• Activity:
When you transcribe the data below, reproduce every line exactly and leave each picture out.

Data under study Block Start

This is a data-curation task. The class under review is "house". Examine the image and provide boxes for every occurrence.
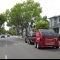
[49,15,60,34]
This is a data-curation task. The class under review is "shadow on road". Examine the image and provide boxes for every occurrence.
[39,47,60,52]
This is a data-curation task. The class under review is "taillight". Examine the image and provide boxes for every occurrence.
[40,38,41,41]
[54,38,57,41]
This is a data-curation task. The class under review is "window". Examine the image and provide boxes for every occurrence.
[59,18,60,22]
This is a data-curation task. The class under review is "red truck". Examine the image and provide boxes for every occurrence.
[25,32,36,44]
[34,29,60,49]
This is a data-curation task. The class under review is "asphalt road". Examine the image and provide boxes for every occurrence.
[0,36,60,59]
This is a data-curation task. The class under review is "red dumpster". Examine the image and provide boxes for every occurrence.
[34,29,60,49]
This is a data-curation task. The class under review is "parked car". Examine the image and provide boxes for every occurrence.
[7,34,10,37]
[34,29,60,49]
[25,34,31,43]
[1,34,5,38]
[25,32,36,44]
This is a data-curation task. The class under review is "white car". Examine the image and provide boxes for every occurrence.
[1,34,5,38]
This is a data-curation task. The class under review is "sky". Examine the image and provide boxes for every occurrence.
[0,0,60,30]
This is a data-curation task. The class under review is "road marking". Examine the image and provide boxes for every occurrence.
[21,43,23,44]
[6,44,7,47]
[18,43,20,45]
[5,55,7,59]
[14,43,17,45]
[14,43,26,45]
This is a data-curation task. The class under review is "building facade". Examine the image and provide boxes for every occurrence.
[49,15,60,34]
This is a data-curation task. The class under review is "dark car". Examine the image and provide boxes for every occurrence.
[1,34,5,38]
[25,32,36,44]
[25,34,31,43]
[7,34,10,37]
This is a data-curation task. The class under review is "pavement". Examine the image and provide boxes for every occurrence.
[16,36,24,40]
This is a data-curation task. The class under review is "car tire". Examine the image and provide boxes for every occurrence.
[25,38,27,43]
[37,43,40,49]
[56,46,59,49]
[28,40,31,44]
[34,42,37,48]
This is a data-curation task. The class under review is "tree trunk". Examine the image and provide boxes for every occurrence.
[25,27,28,36]
[16,26,20,36]
[21,26,23,37]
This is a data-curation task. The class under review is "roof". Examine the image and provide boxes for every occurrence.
[38,29,58,37]
[48,15,60,19]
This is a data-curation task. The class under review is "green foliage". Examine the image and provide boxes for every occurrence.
[7,29,16,35]
[0,13,6,34]
[35,20,49,31]
[0,27,6,34]
[9,3,24,26]
[5,0,42,36]
[0,13,6,26]
[23,0,42,23]
[42,16,47,21]
[4,9,12,27]
[7,0,42,27]
[5,9,10,20]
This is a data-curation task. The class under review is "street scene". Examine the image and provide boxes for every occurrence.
[0,36,60,59]
[0,0,60,59]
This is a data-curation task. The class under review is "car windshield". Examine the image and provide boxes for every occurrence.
[1,34,5,35]
[32,33,36,37]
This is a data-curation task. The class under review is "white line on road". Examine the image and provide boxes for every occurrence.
[14,43,26,46]
[5,55,7,59]
[6,44,7,47]
[14,43,17,45]
[18,43,20,45]
[21,43,23,44]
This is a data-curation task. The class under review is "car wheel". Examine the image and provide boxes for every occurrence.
[37,43,40,49]
[25,38,27,43]
[34,42,37,48]
[56,46,59,49]
[28,40,31,44]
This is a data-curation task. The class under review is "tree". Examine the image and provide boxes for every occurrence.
[42,16,47,21]
[0,13,6,27]
[0,27,6,34]
[0,13,6,34]
[23,0,42,26]
[35,20,49,31]
[7,0,42,36]
[5,9,10,20]
[42,15,49,24]
[22,0,42,36]
[9,3,24,35]
[7,29,16,35]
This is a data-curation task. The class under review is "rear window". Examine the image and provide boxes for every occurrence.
[39,29,58,37]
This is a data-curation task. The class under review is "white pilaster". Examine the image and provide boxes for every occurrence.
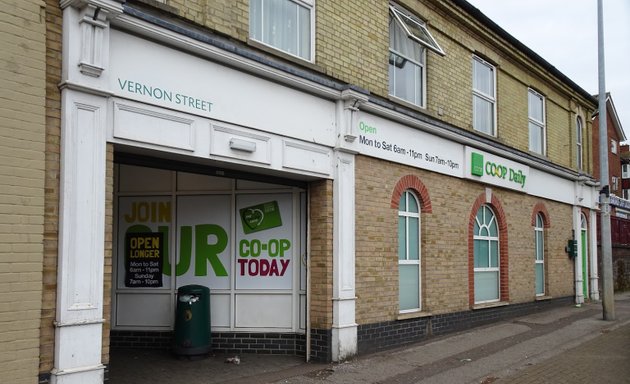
[53,1,121,382]
[52,89,108,384]
[589,209,600,301]
[331,151,357,362]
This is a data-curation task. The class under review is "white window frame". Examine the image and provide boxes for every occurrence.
[472,56,497,136]
[611,139,618,154]
[249,0,315,62]
[389,4,444,55]
[622,164,630,179]
[473,205,500,304]
[398,190,421,313]
[388,5,431,108]
[528,89,546,155]
[576,116,584,170]
[612,176,619,192]
[534,213,545,296]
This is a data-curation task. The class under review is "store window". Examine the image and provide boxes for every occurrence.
[472,56,496,136]
[473,205,499,303]
[389,4,444,107]
[398,190,421,312]
[250,0,313,61]
[576,116,583,170]
[534,213,545,296]
[113,165,307,332]
[528,89,546,155]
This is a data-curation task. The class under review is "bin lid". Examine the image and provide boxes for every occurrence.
[177,284,209,295]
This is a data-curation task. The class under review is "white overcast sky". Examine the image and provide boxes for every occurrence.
[466,0,630,142]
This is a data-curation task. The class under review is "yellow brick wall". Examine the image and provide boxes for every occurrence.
[0,1,47,383]
[308,180,334,329]
[153,0,595,171]
[316,0,389,96]
[40,0,61,373]
[355,155,575,324]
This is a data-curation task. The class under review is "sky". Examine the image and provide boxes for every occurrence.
[466,0,630,143]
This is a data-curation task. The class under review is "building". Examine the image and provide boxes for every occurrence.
[592,93,628,217]
[622,144,629,201]
[592,95,629,291]
[0,0,604,383]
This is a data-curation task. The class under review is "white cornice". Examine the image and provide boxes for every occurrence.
[60,0,124,15]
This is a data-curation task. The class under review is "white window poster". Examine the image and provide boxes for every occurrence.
[176,195,231,289]
[235,194,293,289]
[117,196,173,289]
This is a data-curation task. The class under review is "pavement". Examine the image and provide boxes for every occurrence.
[108,292,630,384]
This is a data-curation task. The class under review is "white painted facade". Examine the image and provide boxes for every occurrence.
[55,1,600,382]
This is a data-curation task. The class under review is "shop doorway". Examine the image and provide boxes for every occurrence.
[111,161,308,355]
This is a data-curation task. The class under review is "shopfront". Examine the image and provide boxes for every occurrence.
[113,165,307,337]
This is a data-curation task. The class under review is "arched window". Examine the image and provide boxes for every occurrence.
[576,116,583,171]
[534,213,545,296]
[474,205,499,303]
[398,190,421,311]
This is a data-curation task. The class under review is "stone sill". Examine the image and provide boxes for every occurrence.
[535,295,553,301]
[472,301,509,310]
[397,310,433,321]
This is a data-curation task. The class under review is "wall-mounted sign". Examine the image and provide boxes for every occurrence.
[125,232,164,288]
[465,147,530,192]
[356,113,464,178]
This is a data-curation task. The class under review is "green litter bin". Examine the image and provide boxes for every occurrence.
[173,284,211,356]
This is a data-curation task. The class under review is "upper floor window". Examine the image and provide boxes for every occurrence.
[576,116,584,170]
[389,4,443,107]
[611,139,618,154]
[472,56,496,136]
[612,176,619,193]
[250,0,313,61]
[623,164,630,179]
[528,89,546,155]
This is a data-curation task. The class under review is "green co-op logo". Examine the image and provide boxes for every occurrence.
[471,152,527,188]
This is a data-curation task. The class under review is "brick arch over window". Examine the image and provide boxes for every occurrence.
[468,192,509,306]
[390,175,432,213]
[531,202,551,228]
[580,208,590,226]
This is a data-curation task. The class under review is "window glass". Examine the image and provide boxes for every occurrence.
[534,213,545,295]
[399,265,420,311]
[528,89,545,154]
[250,0,312,61]
[398,216,406,260]
[490,241,498,267]
[535,263,544,295]
[408,217,419,260]
[473,205,499,302]
[576,116,583,170]
[389,10,425,106]
[473,59,494,96]
[474,271,499,302]
[398,190,421,311]
[472,57,496,135]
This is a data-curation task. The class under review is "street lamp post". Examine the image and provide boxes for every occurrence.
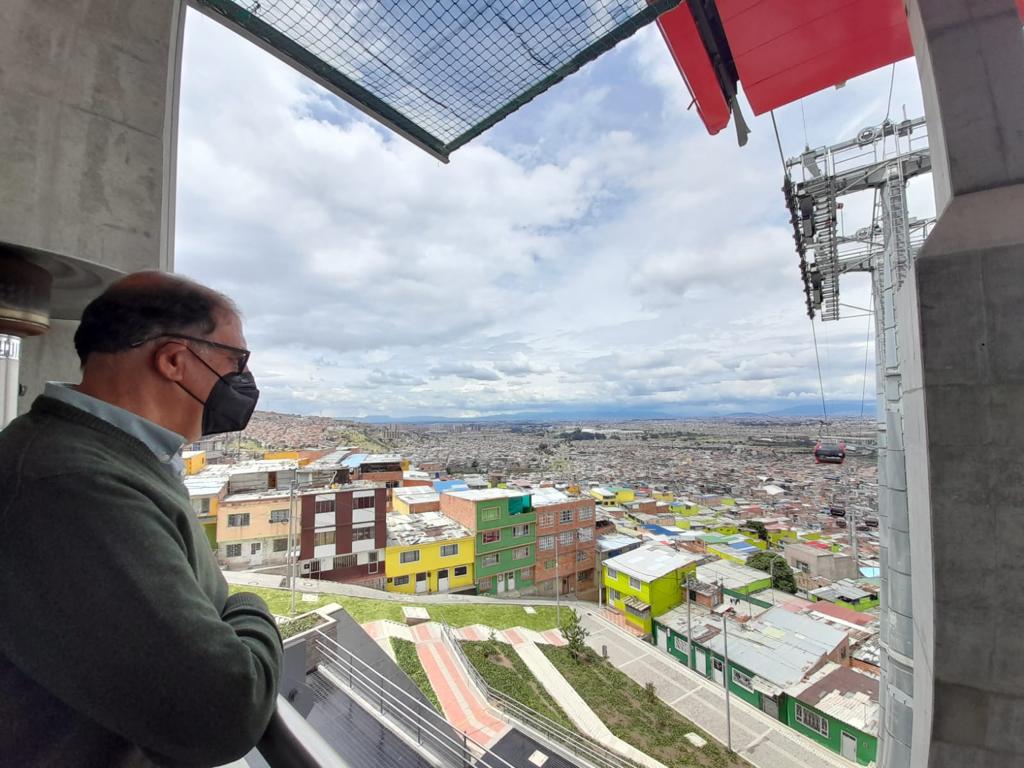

Data under study Block End

• Exercise result:
This is a data-curation task. The class under review is "house". Examine the image and provide boxes for every occurrence.
[49,15,60,34]
This is a data-curation task. The class under review is "shadow on road". Examine the image and provide boxes for every occurrence.
[39,47,60,52]
This is a data-curation task. The class under review is "taillight". Examine the image and provide boxes for every occurrence.
[40,38,41,41]
[54,38,57,41]
This is a data-curation task. The class under review is "window". Examine the image and provide boxes for every occurrence.
[59,18,60,22]
This is a data-curation task. The class under review is "red truck". Examine the image and provide boxes for every occurrence.
[25,32,36,44]
[34,29,60,49]
This is a data-curation task. The class under review is "asphalt road". Examine the image and provide boxes for every occurrence.
[0,36,60,59]
This is a data-curation task. The class under review is "red dumpster". Examine the image and provide boxes for every occurrence.
[34,29,60,49]
This is a data-curation task. The class under review is "parked car". Examine the image and provide boxes for every occurrence.
[7,34,10,37]
[34,29,60,49]
[25,34,31,43]
[1,34,5,38]
[25,32,36,44]
This is a data-curation task. The class under review is "white car". Examine the image and provide boxes for every occurrence.
[1,34,5,38]
This is a data-curation task. The class under review is "sky". Examine the image and provide boxes for every occurrence.
[0,0,60,30]
This is a data-curation task. The class under review is "road marking". Examine the image and provide boxes for every occurrence.
[21,43,23,44]
[6,44,7,47]
[18,43,20,45]
[5,55,7,59]
[14,43,17,45]
[14,43,26,45]
This is a data-curation task. The class under review is "building facade". Examine the image and provide boxes for every occurrence.
[49,15,60,34]
This is a data-curation task. The class under review is "dark car". Examine the image and provide boxes for every occurrence.
[1,34,5,38]
[25,32,36,44]
[25,34,31,43]
[7,34,10,37]
This is a data-curation task. The class under review is "pavement". Examine the image and provide boxes for every occurrence.
[16,36,24,40]
This is a data-curation task. The class under review is "car tire". Examine the image and provide boxes for every occurrence.
[25,38,27,43]
[37,43,40,49]
[56,46,59,49]
[28,40,31,44]
[34,42,37,48]
This is a data-curation task. The class under review is "tree trunk". Examine the image and provide boxes for every occurrence.
[25,27,28,36]
[16,26,20,36]
[21,26,23,37]
This is a data-curation task. The class under review is "roof". Examine the image and provide boxes for every occurrence.
[38,29,58,37]
[48,15,60,19]
This is a data-curation task. The class under review is "green foliage". Examine the image and provide boxes for every occurrence.
[7,29,16,35]
[0,13,6,34]
[35,20,49,31]
[0,27,6,34]
[9,3,24,26]
[5,0,42,36]
[0,13,6,26]
[23,0,42,23]
[42,16,47,21]
[4,9,12,27]
[7,0,42,27]
[5,9,10,20]
This is a data-curation task. The class under review is "street scene". Examine the image and provide boxes for every occurrence.
[0,36,60,59]
[0,0,60,59]
This is a data-curation task. The class under review is "car windshield". Examine the image and provide boxes for every occurrence.
[1,34,5,35]
[32,33,36,37]
This is a data-curation task. The class under review is "white line on road". Examine the image and provide boxes for every occurrence.
[14,43,26,46]
[5,55,7,59]
[6,44,7,47]
[14,43,17,45]
[18,43,20,45]
[21,43,23,44]
This is a data-curation task. The class under review is "car wheel". Examine the image and provide boxes for every occurrence.
[37,43,40,49]
[25,38,27,43]
[34,42,37,48]
[56,46,59,49]
[28,40,31,44]
This is a data-curation task. The class under review is "tree". Examine the image and provide boxes for every occurrence.
[42,16,47,21]
[0,13,6,27]
[0,27,6,34]
[0,13,6,34]
[23,0,42,26]
[35,20,49,31]
[7,0,42,36]
[5,9,10,20]
[42,15,49,24]
[22,0,42,36]
[9,3,24,35]
[7,29,16,35]
This is a data-curation task. The class under review is "rear window". Examine the image and provide boxes for every occurrence.
[39,29,58,37]
This is a data-curation task. The class under review is "white pilaster". Examine the image and provide boxes for every occurrence.
[53,1,121,382]
[52,89,108,384]
[589,209,600,301]
[331,151,357,362]
This is a data-curation task. The class under review is "white window frame". Examine the image and provide boxes for every occurrence.
[472,56,497,136]
[611,139,618,154]
[249,0,315,62]
[389,4,444,55]
[622,164,630,179]
[473,205,500,304]
[398,190,421,313]
[388,5,431,108]
[528,89,546,155]
[576,116,584,170]
[612,176,619,192]
[534,213,545,296]
This is a data-curation task. The class under review is "store window". Examine the image and provide boxes for every occurrence.
[472,56,496,136]
[473,205,499,303]
[389,4,444,107]
[398,190,421,312]
[250,0,313,61]
[576,116,583,170]
[534,213,545,296]
[113,165,307,332]
[528,89,546,155]
This is a data-curation task. The class under review is "bin lid". Examine the image and provide boxes for every occurrence.
[177,284,209,295]
This is a data-curation task. The class under review is "white overcast sky". Examine the image and provide boxes for every occurrence.
[466,0,630,142]
This is a data-curation task. The class under review is "yellow brick wall". Examine the image and provide boxes for every occurrence.
[0,1,47,383]
[308,180,334,329]
[153,0,595,171]
[316,0,389,96]
[40,0,61,373]
[355,155,575,324]
This is a data-curation task. The class under review is "sky". Examine the image and provide boxes for every occurrence.
[466,0,630,143]
This is a data-curation task. The class under review is "building". Examine the image and provide boxes for every occurrence.
[592,93,628,217]
[622,144,629,201]
[592,95,629,291]
[0,0,604,383]
This is a data-curation task. The class under review is "white cornice". Examine the image and provide boxes for every occurrence.
[60,0,124,15]
This is a data-curation task. The class under review is "white window poster". Examine the image and provide boxes for every occurrence.
[176,195,231,289]
[235,194,293,289]
[117,196,173,289]
This is a data-curation task. The class under review is "pavement". Examine the image and provide boxes for every occurrence.
[108,292,630,384]
This is a data-curation task. The class under review is "white painted facade". Examine the image and provide boxes for every occurrence.
[55,1,600,382]
This is a data-curation task. The class under review is "shop doorway". Examine the image and provide boxes for every occurrence.
[111,161,308,355]
This is a data-curation task. The class under review is "shopfront". Examine the image and provide boxes for every occurrence.
[113,165,307,337]
This is a data-curation task. The class under review is "arched window". Examine the image and provide boxes for every occurrence.
[576,116,583,171]
[534,213,545,296]
[474,205,499,303]
[398,190,421,311]
This is a data-curation task. The class under review is "stone sill". Examine the image and provide boxes for every occurrence.
[535,295,553,301]
[472,301,509,310]
[397,310,433,321]
This is a data-curation task. The class under review is "wall-mounted sign". Examine the image and provide boxes for every occurrence.
[125,232,164,288]
[465,147,530,192]
[356,113,464,178]
This is a data-curation task. The class under review is "green litter bin". Examine the image and provide boxes for every occurrence.
[173,284,211,356]
This is a data-curation task. The class under review is "upper floor window". Examine the image and provide boxes for every occurrence.
[576,116,584,170]
[389,4,443,107]
[611,139,618,154]
[472,56,496,136]
[612,176,619,193]
[250,0,313,61]
[623,164,630,179]
[528,89,546,155]
This is a data-curation task. The class under review is "green co-op logo". Examine the image and provide boxes for every occurrence.
[471,152,527,188]
This is a data-curation task. The class under review is "brick arch over window". Examine the image and provide boxes for every occurrence.
[468,192,509,306]
[390,175,432,213]
[531,202,551,228]
[580,208,590,226]
This is a data-curation task. The class under review is "window glass". Examine the image and provide boxes for every occurrence.
[534,213,545,295]
[399,265,420,311]
[528,89,545,154]
[250,0,312,61]
[398,216,406,260]
[490,241,498,267]
[535,263,544,295]
[408,217,419,260]
[473,205,499,302]
[576,116,583,170]
[389,10,425,106]
[473,59,494,96]
[474,271,499,302]
[398,190,421,311]
[472,57,496,135]
This is a data-curation task. The class under review is "street lamp post". Examine the image and provide boxes for every occurrence.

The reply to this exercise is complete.